## Begin DATA EXTRACT

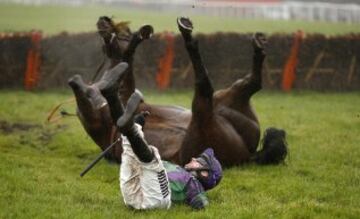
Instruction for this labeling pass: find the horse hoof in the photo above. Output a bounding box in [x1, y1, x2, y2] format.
[252, 32, 267, 50]
[139, 24, 154, 39]
[177, 17, 194, 33]
[68, 75, 84, 90]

## End DATA EXTRACT

**WHAT IS REQUIRED:**
Convert the listing above into a numbered list with one item per line, skipping blank lines and leaving out the pictures.

**EXERCISE SOLUTION:**
1. Instruction for this labeling pass: find the horse hoof in the photo above. Output a bounding box in [x1, y1, x2, y2] format.
2. [252, 32, 267, 50]
3. [139, 24, 154, 39]
4. [177, 17, 194, 33]
5. [68, 75, 84, 90]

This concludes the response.